• [Required action]
The required result is one figure, the count of lines below with the string "person" in them.

• [Data section]
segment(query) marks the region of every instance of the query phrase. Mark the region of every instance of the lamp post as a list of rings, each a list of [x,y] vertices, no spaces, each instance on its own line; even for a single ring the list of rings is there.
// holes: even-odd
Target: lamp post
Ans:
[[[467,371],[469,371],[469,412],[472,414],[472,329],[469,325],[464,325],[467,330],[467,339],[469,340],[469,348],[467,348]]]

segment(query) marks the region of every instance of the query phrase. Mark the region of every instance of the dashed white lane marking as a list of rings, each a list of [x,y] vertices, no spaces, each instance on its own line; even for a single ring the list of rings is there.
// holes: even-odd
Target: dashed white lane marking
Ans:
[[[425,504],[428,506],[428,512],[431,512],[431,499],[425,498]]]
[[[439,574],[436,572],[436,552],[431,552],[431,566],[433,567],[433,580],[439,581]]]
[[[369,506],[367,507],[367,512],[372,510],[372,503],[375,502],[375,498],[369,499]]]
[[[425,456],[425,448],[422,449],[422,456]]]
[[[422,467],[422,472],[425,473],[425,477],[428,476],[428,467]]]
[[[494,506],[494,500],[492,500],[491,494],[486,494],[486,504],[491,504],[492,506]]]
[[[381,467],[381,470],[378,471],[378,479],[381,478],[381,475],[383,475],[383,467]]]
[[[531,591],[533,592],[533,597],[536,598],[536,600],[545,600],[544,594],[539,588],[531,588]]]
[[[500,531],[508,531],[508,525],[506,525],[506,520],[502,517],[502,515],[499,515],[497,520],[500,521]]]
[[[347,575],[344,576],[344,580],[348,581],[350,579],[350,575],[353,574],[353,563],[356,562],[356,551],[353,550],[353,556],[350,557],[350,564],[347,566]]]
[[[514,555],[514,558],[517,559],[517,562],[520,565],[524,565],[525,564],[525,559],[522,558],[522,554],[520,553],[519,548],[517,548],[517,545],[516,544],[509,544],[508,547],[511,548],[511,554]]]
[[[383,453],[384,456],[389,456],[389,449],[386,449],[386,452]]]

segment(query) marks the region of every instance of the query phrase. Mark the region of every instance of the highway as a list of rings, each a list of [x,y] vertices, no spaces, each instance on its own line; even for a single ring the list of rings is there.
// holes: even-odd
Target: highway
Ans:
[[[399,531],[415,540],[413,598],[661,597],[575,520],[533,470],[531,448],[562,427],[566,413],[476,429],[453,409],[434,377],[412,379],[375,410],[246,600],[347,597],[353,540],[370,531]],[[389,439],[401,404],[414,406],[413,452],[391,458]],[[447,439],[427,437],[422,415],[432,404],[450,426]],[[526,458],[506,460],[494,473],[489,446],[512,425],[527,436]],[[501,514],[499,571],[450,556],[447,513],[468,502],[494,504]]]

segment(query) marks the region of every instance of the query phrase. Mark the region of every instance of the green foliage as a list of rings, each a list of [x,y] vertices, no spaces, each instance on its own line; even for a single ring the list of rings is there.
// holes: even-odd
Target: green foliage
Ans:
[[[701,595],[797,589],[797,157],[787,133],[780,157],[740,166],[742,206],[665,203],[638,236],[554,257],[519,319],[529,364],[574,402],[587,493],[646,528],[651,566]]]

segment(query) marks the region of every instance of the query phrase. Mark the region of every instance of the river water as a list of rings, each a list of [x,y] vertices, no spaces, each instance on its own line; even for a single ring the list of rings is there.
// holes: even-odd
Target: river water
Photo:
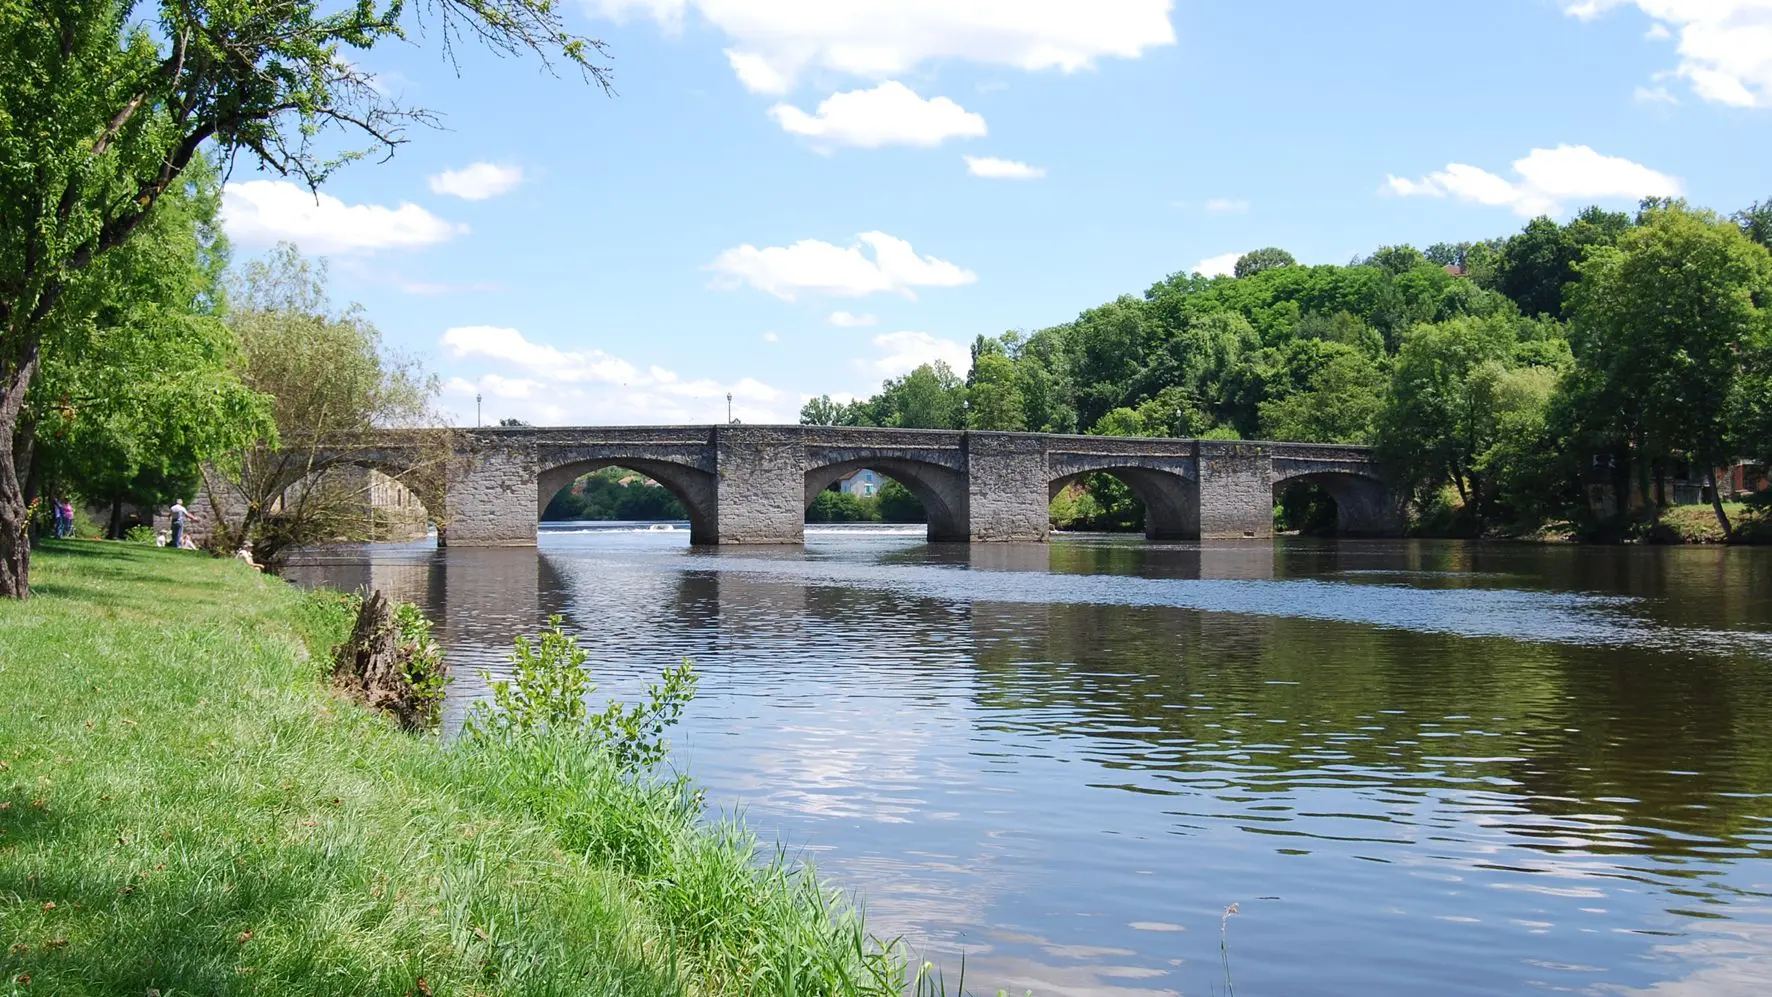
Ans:
[[[686,536],[291,574],[422,604],[452,723],[549,614],[693,659],[674,764],[950,985],[1772,994],[1772,549]]]

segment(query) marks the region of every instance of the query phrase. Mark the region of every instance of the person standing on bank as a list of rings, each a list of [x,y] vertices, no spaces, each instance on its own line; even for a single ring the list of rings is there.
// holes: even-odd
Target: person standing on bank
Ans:
[[[191,510],[185,508],[184,499],[172,500],[172,508],[166,511],[167,518],[172,520],[172,542],[167,546],[172,547],[175,550],[184,546],[185,518],[190,516],[190,514]]]
[[[72,538],[74,535],[74,503],[68,501],[64,496],[60,502],[55,504],[55,516],[61,520],[61,529],[56,533],[56,536],[64,540]]]
[[[67,529],[68,529],[67,520],[62,518],[62,500],[61,499],[51,499],[50,500],[49,515],[50,515],[51,519],[54,520],[54,523],[55,523],[55,538],[57,540],[60,540],[62,537],[67,535]]]

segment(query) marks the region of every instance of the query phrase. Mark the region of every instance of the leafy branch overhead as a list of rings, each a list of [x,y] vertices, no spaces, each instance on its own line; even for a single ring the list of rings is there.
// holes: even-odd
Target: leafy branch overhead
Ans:
[[[611,88],[558,0],[0,0],[0,596],[28,588],[25,399],[105,298],[95,264],[206,157],[315,188],[392,154],[434,115],[355,60],[425,34],[452,63],[474,44]]]

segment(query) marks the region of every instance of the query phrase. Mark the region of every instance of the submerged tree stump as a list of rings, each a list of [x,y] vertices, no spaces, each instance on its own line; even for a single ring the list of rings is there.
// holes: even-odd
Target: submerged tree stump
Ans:
[[[363,599],[349,640],[340,644],[332,682],[346,695],[392,714],[407,730],[433,726],[447,671],[432,646],[402,639],[393,607],[377,589]]]

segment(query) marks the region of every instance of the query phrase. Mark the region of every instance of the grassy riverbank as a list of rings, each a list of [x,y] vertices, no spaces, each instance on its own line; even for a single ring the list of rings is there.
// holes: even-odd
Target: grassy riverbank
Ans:
[[[402,734],[336,606],[50,545],[0,605],[0,993],[850,994],[902,968],[669,784],[580,742]]]

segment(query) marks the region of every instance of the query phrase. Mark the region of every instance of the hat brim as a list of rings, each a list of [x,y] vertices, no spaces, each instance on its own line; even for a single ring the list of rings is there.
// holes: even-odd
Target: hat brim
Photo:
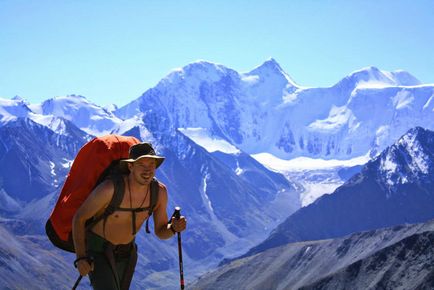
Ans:
[[[124,160],[121,160],[120,163],[119,163],[119,166],[120,166],[120,168],[121,168],[121,170],[122,170],[123,172],[129,172],[129,170],[128,170],[128,163],[133,163],[133,162],[136,162],[136,161],[138,161],[138,160],[140,160],[140,159],[143,159],[143,158],[152,158],[152,159],[155,159],[155,160],[157,161],[157,164],[156,164],[155,168],[160,167],[160,165],[163,163],[163,161],[164,161],[164,159],[165,159],[165,158],[162,157],[162,156],[156,156],[156,155],[141,155],[141,156],[137,157],[136,159],[132,159],[132,158],[130,158],[130,159],[124,159]]]

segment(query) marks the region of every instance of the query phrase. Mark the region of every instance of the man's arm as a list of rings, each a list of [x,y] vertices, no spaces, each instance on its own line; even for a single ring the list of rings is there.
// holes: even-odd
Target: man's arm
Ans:
[[[158,203],[154,210],[154,225],[155,235],[162,240],[171,238],[176,232],[182,232],[186,228],[186,219],[181,217],[179,220],[174,218],[171,221],[171,225],[167,224],[167,189],[160,183],[160,190],[158,193]],[[171,229],[172,227],[172,229]]]
[[[109,204],[113,197],[113,192],[113,182],[104,181],[91,192],[75,213],[72,220],[72,238],[77,258],[86,257],[86,221],[94,217]],[[87,260],[79,260],[77,262],[78,271],[82,276],[87,275],[92,270],[92,266]]]

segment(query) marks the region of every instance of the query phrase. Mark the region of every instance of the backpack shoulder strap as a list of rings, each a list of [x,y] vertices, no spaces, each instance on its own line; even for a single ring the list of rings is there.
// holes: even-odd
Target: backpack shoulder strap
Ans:
[[[106,207],[105,211],[98,217],[95,217],[91,220],[91,222],[86,226],[86,229],[91,229],[94,225],[96,225],[100,220],[103,221],[103,233],[105,237],[105,224],[107,222],[107,218],[109,215],[113,214],[116,209],[121,205],[122,199],[124,198],[124,189],[125,189],[125,181],[121,174],[115,174],[110,177],[110,180],[113,181],[114,185],[114,193],[113,197],[110,200],[110,203]]]
[[[125,181],[121,174],[116,174],[112,176],[111,179],[113,180],[115,190],[113,193],[113,197],[104,212],[104,214],[107,213],[107,216],[114,213],[115,210],[121,205],[125,192]]]
[[[158,191],[160,190],[160,186],[158,180],[154,177],[151,181],[151,202],[148,210],[148,219],[146,220],[146,232],[149,234],[149,219],[151,218],[152,212],[154,211],[155,206],[158,202]]]

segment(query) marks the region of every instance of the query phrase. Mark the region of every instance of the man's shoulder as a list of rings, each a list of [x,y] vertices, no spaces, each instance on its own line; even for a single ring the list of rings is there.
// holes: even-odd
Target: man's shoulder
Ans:
[[[115,184],[111,179],[101,182],[94,190],[94,194],[111,198],[114,193]]]
[[[158,188],[159,188],[159,190],[160,191],[164,191],[164,192],[167,192],[167,187],[166,187],[166,185],[164,184],[164,183],[162,183],[161,181],[159,181],[159,180],[157,180],[157,182],[158,182]]]

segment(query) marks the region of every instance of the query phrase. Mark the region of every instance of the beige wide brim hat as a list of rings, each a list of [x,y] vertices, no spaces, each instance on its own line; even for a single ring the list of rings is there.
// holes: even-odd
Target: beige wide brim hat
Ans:
[[[129,154],[129,158],[124,159],[120,161],[120,168],[123,172],[128,172],[128,163],[136,162],[137,160],[143,159],[143,158],[153,158],[157,161],[156,168],[158,168],[164,161],[163,156],[158,156],[155,153],[154,148],[152,148],[152,145],[147,142],[138,143],[133,146],[131,146]]]

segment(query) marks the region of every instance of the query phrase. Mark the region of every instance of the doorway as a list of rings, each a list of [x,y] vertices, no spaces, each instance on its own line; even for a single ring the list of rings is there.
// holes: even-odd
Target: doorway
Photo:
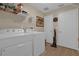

• [Written answer]
2